(Stored data entries)

<<<<

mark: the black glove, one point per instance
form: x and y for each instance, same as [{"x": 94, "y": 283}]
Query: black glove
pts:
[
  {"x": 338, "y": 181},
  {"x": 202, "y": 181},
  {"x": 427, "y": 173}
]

>>>>

## Work item:
Return all of the lines above exactly, with none omitted.

## Answer box:
mark: the black glove, one point per instance
form: x and y for each instance, same as [{"x": 94, "y": 283}]
Query: black glove
pts:
[
  {"x": 338, "y": 181},
  {"x": 202, "y": 181},
  {"x": 427, "y": 173}
]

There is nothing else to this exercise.